■ **EXERCISE PROMPT**: Turn the lines below into a JSON list of strings, with one string per line and no blank lines.

· · · · · · ·

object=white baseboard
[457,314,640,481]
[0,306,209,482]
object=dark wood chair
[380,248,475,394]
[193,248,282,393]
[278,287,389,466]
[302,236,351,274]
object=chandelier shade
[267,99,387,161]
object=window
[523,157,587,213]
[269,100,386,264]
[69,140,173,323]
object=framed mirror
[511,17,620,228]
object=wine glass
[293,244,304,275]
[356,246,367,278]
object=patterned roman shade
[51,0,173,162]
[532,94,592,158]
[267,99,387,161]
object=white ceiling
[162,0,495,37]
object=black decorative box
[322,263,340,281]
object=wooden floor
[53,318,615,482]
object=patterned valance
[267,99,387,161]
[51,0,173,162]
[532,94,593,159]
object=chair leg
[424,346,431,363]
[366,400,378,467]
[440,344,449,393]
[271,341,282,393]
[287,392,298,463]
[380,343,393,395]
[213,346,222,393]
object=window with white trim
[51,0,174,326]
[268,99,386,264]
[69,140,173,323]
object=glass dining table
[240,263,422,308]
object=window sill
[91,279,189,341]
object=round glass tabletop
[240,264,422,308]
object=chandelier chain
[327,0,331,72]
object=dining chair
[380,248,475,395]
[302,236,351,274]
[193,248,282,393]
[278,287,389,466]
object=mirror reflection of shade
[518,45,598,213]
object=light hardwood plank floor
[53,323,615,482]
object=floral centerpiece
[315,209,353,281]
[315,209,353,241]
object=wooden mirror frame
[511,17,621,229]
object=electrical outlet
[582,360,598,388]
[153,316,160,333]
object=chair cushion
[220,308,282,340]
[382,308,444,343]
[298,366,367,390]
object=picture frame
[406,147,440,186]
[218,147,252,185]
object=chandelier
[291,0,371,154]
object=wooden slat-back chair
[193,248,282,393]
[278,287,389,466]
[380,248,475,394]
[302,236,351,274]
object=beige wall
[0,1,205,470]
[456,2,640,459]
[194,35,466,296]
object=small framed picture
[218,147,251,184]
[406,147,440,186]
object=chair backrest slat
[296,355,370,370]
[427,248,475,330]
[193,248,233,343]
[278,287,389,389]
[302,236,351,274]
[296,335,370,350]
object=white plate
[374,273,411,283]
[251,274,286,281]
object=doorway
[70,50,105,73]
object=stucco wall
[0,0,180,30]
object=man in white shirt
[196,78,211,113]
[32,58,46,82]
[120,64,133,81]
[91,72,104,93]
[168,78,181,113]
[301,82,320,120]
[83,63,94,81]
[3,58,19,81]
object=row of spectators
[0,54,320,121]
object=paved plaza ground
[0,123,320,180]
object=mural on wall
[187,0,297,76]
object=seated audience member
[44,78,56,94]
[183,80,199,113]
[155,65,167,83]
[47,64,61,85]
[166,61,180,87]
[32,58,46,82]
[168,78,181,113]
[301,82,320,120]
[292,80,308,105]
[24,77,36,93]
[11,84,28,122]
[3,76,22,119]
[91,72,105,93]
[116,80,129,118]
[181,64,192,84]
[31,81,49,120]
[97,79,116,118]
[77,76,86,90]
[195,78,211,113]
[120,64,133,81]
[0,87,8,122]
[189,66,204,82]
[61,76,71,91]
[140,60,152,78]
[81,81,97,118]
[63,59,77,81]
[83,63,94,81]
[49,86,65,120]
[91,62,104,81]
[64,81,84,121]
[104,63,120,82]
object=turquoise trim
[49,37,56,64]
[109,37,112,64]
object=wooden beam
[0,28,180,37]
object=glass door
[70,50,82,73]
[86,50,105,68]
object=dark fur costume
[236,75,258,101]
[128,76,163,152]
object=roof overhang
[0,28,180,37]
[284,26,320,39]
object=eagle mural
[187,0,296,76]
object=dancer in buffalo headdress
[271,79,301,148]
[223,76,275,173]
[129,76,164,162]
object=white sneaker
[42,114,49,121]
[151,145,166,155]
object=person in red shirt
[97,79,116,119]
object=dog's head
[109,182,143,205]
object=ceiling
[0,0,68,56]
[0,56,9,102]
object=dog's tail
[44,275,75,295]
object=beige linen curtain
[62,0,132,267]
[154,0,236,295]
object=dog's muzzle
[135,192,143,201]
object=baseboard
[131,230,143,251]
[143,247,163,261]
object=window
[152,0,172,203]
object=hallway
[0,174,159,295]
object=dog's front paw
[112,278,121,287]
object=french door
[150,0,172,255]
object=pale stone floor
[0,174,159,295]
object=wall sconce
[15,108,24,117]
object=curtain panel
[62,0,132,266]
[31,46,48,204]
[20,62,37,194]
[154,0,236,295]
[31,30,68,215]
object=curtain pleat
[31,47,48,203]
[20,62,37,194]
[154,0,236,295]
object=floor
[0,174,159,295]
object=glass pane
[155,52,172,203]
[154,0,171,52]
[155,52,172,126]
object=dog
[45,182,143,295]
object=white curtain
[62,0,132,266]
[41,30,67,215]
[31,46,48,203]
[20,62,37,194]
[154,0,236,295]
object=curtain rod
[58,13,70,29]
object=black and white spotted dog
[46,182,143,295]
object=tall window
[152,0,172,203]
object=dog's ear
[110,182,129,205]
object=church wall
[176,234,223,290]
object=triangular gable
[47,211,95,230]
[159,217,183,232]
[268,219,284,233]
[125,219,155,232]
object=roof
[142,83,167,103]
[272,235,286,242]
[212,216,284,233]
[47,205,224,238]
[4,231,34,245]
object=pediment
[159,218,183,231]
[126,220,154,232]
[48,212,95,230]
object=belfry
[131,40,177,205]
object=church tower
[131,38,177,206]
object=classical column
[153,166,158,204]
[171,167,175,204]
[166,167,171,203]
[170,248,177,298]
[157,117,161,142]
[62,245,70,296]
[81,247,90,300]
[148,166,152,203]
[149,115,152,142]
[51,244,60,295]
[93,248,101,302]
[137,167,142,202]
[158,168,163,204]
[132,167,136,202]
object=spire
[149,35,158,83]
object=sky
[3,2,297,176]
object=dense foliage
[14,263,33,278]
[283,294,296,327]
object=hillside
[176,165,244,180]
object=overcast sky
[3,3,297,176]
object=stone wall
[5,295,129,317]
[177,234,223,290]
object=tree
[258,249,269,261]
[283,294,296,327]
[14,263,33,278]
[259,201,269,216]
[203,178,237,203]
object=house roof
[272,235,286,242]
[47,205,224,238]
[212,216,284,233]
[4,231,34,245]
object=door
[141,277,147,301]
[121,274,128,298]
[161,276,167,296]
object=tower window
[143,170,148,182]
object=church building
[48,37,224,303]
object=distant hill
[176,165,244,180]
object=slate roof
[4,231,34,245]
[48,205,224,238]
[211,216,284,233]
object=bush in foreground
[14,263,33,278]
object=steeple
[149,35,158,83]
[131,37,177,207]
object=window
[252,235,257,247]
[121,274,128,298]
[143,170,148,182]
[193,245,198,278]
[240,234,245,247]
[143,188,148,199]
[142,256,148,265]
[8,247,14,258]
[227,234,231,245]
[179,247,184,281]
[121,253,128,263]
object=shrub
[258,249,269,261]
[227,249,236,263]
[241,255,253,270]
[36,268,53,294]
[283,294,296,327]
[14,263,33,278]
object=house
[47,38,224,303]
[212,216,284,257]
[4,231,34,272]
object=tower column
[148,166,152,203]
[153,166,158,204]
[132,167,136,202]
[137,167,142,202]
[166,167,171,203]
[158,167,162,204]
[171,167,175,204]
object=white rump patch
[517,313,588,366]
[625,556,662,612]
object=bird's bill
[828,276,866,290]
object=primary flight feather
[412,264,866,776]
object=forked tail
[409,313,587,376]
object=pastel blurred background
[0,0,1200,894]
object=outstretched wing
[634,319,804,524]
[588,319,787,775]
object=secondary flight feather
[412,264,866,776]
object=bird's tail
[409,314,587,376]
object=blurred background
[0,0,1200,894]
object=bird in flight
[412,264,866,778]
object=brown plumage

· · · · · · ·

■ **EXERCISE ANSWER**:
[
  "object=white baseboard",
  "[457,314,640,481]",
  "[0,306,209,482]",
  "object=dark wood chair",
  "[380,248,475,394]",
  "[193,248,282,393]",
  "[278,287,389,466]",
  "[302,236,351,274]",
  "object=chandelier shade",
  "[267,99,387,161]",
  "object=window",
  "[523,157,587,213]",
  "[269,100,386,264]",
  "[69,140,173,323]",
  "object=framed mirror",
  "[511,17,620,228]",
  "object=wine glass",
  "[293,244,304,275]",
  "[356,246,367,278]",
  "object=patterned roman shade",
  "[51,0,173,162]",
  "[532,94,592,158]",
  "[267,99,387,161]",
  "object=white ceiling",
  "[162,0,495,37]",
  "object=black decorative box",
  "[322,263,340,281]",
  "object=wooden floor",
  "[53,318,615,482]",
  "object=patterned valance",
  "[267,99,387,161]",
  "[51,0,173,162]",
  "[532,94,593,159]",
  "object=chair leg",
  "[424,346,431,363]",
  "[366,400,378,467]",
  "[440,344,449,393]",
  "[271,341,282,393]",
  "[287,392,298,463]",
  "[380,343,393,395]",
  "[213,346,222,393]",
  "object=window with white trim",
  "[51,0,174,326]",
  "[268,99,386,264]",
  "[69,140,173,323]",
  "object=glass dining table",
  "[240,263,422,308]",
  "object=window sill",
  "[91,279,189,341]",
  "object=round glass tabletop",
  "[240,264,422,308]",
  "object=chandelier chain",
  "[327,0,331,72]",
  "object=dining chair",
  "[380,248,475,395]",
  "[302,236,351,274]",
  "[193,248,282,393]",
  "[278,287,389,466]",
  "object=mirror reflection of shade",
  "[518,45,598,213]",
  "object=light hardwood plank floor",
  "[53,323,615,482]",
  "object=floral centerpiece",
  "[315,209,353,281]",
  "[315,209,353,241]",
  "object=wooden mirror frame",
  "[511,17,621,229]",
  "object=electrical outlet",
  "[582,360,598,388]",
  "[153,316,160,333]",
  "object=chair cushion",
  "[220,308,282,340]",
  "[382,308,444,343]",
  "[298,366,367,390]",
  "object=picture frame",
  "[406,147,440,186]",
  "[218,147,252,185]",
  "object=chandelier",
  "[291,0,371,154]",
  "object=wooden slat-back chair",
  "[193,248,282,393]",
  "[278,287,389,466]",
  "[380,248,475,394]",
  "[302,236,351,274]",
  "object=beige wall",
  "[0,1,205,470]",
  "[456,2,640,459]",
  "[194,35,466,296]",
  "object=small framed picture",
  "[218,147,251,184]",
  "[406,147,440,186]",
  "object=chair backrest slat",
  "[296,355,370,370]",
  "[427,248,475,330]",
  "[193,248,233,343]",
  "[278,287,389,389]",
  "[302,236,351,274]",
  "[296,335,370,350]",
  "object=white plate",
  "[374,273,411,283]",
  "[251,274,286,281]",
  "object=doorway",
  "[70,50,105,73]",
  "object=stucco wall",
  "[0,0,180,30]",
  "object=man in white shirt",
  "[196,78,211,113]",
  "[32,58,46,82]",
  "[120,64,133,81]",
  "[91,72,104,93]",
  "[168,78,181,113]",
  "[301,82,320,120]",
  "[83,63,94,81]",
  "[3,58,19,81]",
  "object=row of spectators",
  "[0,54,320,121]",
  "object=paved plaza ground",
  "[0,123,320,180]",
  "object=mural on wall",
  "[187,0,297,76]",
  "object=seated audience member",
  "[44,78,56,94]",
  "[183,80,199,113]",
  "[155,65,167,83]",
  "[47,64,61,85]",
  "[166,61,180,87]",
  "[32,58,46,82]",
  "[168,78,181,113]",
  "[301,82,320,120]",
  "[292,80,308,105]",
  "[24,77,36,93]",
  "[11,84,28,122]",
  "[3,76,22,119]",
  "[91,72,105,93]",
  "[116,80,129,118]",
  "[181,64,192,84]",
  "[31,81,49,120]",
  "[97,79,116,118]",
  "[77,76,86,90]",
  "[195,78,211,113]",
  "[120,64,133,81]",
  "[0,87,8,122]",
  "[189,66,204,82]",
  "[61,76,71,91]",
  "[140,60,152,78]",
  "[81,81,97,118]",
  "[63,59,77,81]",
  "[83,63,94,81]",
  "[49,86,65,120]",
  "[91,62,104,81]",
  "[64,81,84,121]",
  "[104,63,120,82]",
  "object=turquoise trim",
  "[49,37,56,64]",
  "[109,37,112,64]",
  "object=wooden beam",
  "[0,28,180,37]",
  "object=glass door",
  "[70,50,82,73]",
  "[86,50,105,68]",
  "object=dark fur costume",
  "[236,75,258,101]",
  "[128,76,163,152]",
  "object=roof overhang",
  "[0,28,180,37]",
  "[284,26,320,39]",
  "object=eagle mural",
  "[187,0,296,76]",
  "object=dancer in buffalo headdress",
  "[271,79,301,148]",
  "[223,76,275,173]",
  "[129,76,164,162]",
  "object=white sneaker",
  "[42,114,49,121]",
  "[151,145,166,155]",
  "object=person in red shirt",
  "[97,79,116,119]",
  "object=dog's head",
  "[109,182,143,205]",
  "object=ceiling",
  "[0,0,68,56]",
  "[0,56,9,102]",
  "object=dog's tail",
  "[44,275,75,295]",
  "object=beige linen curtain",
  "[62,0,132,267]",
  "[154,0,236,295]",
  "object=dog's muzzle",
  "[135,192,143,201]",
  "object=baseboard",
  "[131,230,143,251]",
  "[143,247,163,261]",
  "object=window",
  "[152,0,172,203]",
  "object=hallway",
  "[0,174,159,295]",
  "object=dog's front paw",
  "[112,278,121,287]",
  "object=french door",
  "[150,0,172,255]",
  "object=pale stone floor",
  "[0,174,159,295]",
  "object=wall sconce",
  "[15,108,24,117]",
  "object=curtain panel",
  "[62,0,132,266]",
  "[31,46,48,204]",
  "[20,62,37,194]",
  "[154,0,236,295]",
  "[31,30,68,215]",
  "object=curtain pleat",
  "[31,47,48,203]",
  "[20,62,37,194]",
  "[154,0,236,295]",
  "object=floor",
  "[0,174,159,295]",
  "object=glass pane",
  "[155,52,172,203]",
  "[154,0,171,52]",
  "[155,52,172,126]",
  "object=dog",
  "[45,182,143,295]",
  "object=white curtain",
  "[62,0,132,266]",
  "[41,30,67,215]",
  "[31,46,48,203]",
  "[20,62,37,194]",
  "[154,0,236,295]",
  "object=curtain rod",
  "[58,13,70,29]",
  "object=black and white spotted dog",
  "[46,182,143,295]",
  "object=tall window",
  "[152,0,172,203]",
  "object=dog's ear",
  "[110,182,129,205]",
  "object=church wall",
  "[176,234,223,290]",
  "object=triangular gable",
  "[47,211,95,230]",
  "[159,217,183,232]",
  "[268,219,284,233]",
  "[125,219,155,232]",
  "object=roof",
  "[142,83,167,103]",
  "[272,235,286,242]",
  "[212,216,284,233]",
  "[47,205,224,238]",
  "[4,231,34,245]",
  "object=pediment",
  "[159,218,183,231]",
  "[126,220,154,232]",
  "[48,212,95,230]",
  "object=belfry",
  "[131,40,177,205]",
  "object=church tower",
  "[131,38,177,206]",
  "object=classical column",
  "[153,166,158,204]",
  "[171,167,175,204]",
  "[166,167,171,203]",
  "[170,248,177,298]",
  "[157,117,161,142]",
  "[62,245,70,296]",
  "[81,247,90,300]",
  "[148,166,152,203]",
  "[149,115,152,142]",
  "[51,244,60,295]",
  "[93,248,101,302]",
  "[137,167,142,202]",
  "[158,168,163,204]",
  "[132,167,136,202]",
  "object=spire",
  "[149,35,158,83]",
  "object=sky",
  "[3,2,297,176]",
  "object=dense foliage",
  "[14,263,33,278]",
  "[283,294,296,327]",
  "object=hillside",
  "[176,165,244,180]",
  "object=overcast sky",
  "[3,3,297,176]",
  "object=stone wall",
  "[5,295,129,317]",
  "[177,234,223,290]",
  "object=tree",
  "[258,249,269,261]",
  "[283,294,296,327]",
  "[14,263,33,278]",
  "[259,201,269,216]",
  "[203,178,237,203]",
  "object=house roof",
  "[272,235,286,242]",
  "[47,205,224,238]",
  "[212,216,284,233]",
  "[4,231,34,245]",
  "object=door",
  "[141,277,147,301]",
  "[121,274,128,298]",
  "[161,276,167,296]",
  "object=tower window",
  "[143,170,148,182]",
  "object=church building",
  "[48,37,224,303]",
  "object=distant hill",
  "[176,165,244,180]",
  "object=slate roof",
  "[4,231,34,245]",
  "[48,205,224,238]",
  "[211,216,284,233]",
  "object=bush in foreground",
  "[14,263,33,278]",
  "object=steeple",
  "[149,35,158,83]",
  "[131,37,177,207]",
  "object=window",
  "[252,235,257,247]",
  "[121,274,128,298]",
  "[143,170,148,182]",
  "[193,245,198,278]",
  "[240,234,245,247]",
  "[143,188,148,199]",
  "[142,256,148,265]",
  "[8,247,14,258]",
  "[227,234,231,245]",
  "[179,247,184,281]",
  "[121,253,128,263]",
  "object=shrub",
  "[258,249,269,261]",
  "[227,249,236,263]",
  "[241,255,253,270]",
  "[36,268,53,294]",
  "[283,294,296,327]",
  "[14,263,33,278]",
  "object=house",
  "[47,38,224,303]",
  "[212,216,284,257]",
  "[4,231,34,272]",
  "object=tower column",
  "[148,166,152,203]",
  "[153,166,158,204]",
  "[132,167,136,202]",
  "[137,167,142,202]",
  "[166,167,171,203]",
  "[158,167,162,204]",
  "[171,167,175,204]",
  "object=white rump patch",
  "[517,313,588,366]",
  "[625,556,662,612]",
  "object=bird's bill",
  "[828,276,866,290]",
  "object=primary flight feather",
  "[412,264,866,776]",
  "object=forked tail",
  "[409,313,587,376]",
  "object=pastel blurred background",
  "[0,0,1200,894]",
  "object=outstretched wing",
  "[634,319,804,524]",
  "[588,319,787,775]",
  "object=secondary flight feather",
  "[412,264,866,776]",
  "object=bird's tail",
  "[409,314,587,376]",
  "object=blurred background",
  "[0,0,1200,894]",
  "object=bird in flight",
  "[412,264,866,778]",
  "object=brown plumage"
]